>> Begin Material to process

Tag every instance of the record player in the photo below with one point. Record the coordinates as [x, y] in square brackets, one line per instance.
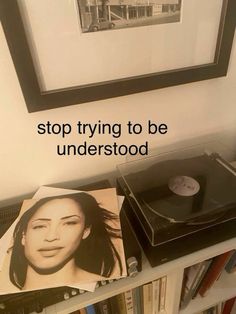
[179, 202]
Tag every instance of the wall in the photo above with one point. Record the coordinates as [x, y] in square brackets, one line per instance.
[28, 160]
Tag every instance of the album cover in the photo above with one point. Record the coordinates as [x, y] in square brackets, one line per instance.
[65, 239]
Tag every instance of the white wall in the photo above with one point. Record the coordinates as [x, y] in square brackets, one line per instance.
[28, 160]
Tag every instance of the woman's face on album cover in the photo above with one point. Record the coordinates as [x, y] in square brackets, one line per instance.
[54, 233]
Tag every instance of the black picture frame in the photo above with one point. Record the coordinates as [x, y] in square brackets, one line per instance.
[37, 100]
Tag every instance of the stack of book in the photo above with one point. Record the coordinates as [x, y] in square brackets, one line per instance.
[199, 278]
[227, 307]
[149, 298]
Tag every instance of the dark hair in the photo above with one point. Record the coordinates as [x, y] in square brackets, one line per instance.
[96, 254]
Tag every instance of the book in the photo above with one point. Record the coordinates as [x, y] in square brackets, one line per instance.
[228, 306]
[163, 284]
[193, 276]
[230, 267]
[214, 271]
[117, 304]
[90, 309]
[137, 300]
[103, 307]
[155, 296]
[129, 302]
[147, 298]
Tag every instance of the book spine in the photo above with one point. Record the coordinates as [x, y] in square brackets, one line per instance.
[155, 296]
[227, 309]
[207, 265]
[120, 299]
[90, 309]
[214, 272]
[129, 302]
[147, 298]
[230, 267]
[103, 307]
[137, 300]
[163, 285]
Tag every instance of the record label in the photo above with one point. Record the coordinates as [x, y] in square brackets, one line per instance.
[184, 185]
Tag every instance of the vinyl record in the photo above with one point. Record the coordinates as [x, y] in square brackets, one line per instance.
[188, 190]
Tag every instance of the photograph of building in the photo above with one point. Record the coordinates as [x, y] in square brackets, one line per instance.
[96, 15]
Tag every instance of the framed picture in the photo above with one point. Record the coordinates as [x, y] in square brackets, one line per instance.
[76, 51]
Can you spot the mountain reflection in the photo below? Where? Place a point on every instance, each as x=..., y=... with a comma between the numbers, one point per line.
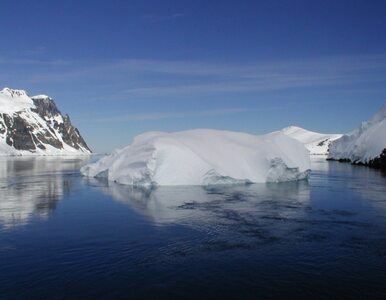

>> End Material to process

**What is asked:**
Please pull out each line above that contains the string "below", and copy every such line in full.

**Reply to the task:**
Tag every instance of the record player in the photo below with one point. Record the coordinates as [x, y] in square brackets, one line per instance.
Can you spot the mountain reflection in the photo below? Where? Place a point on every instance, each as x=..., y=... with a comma between the numbers, one point per line.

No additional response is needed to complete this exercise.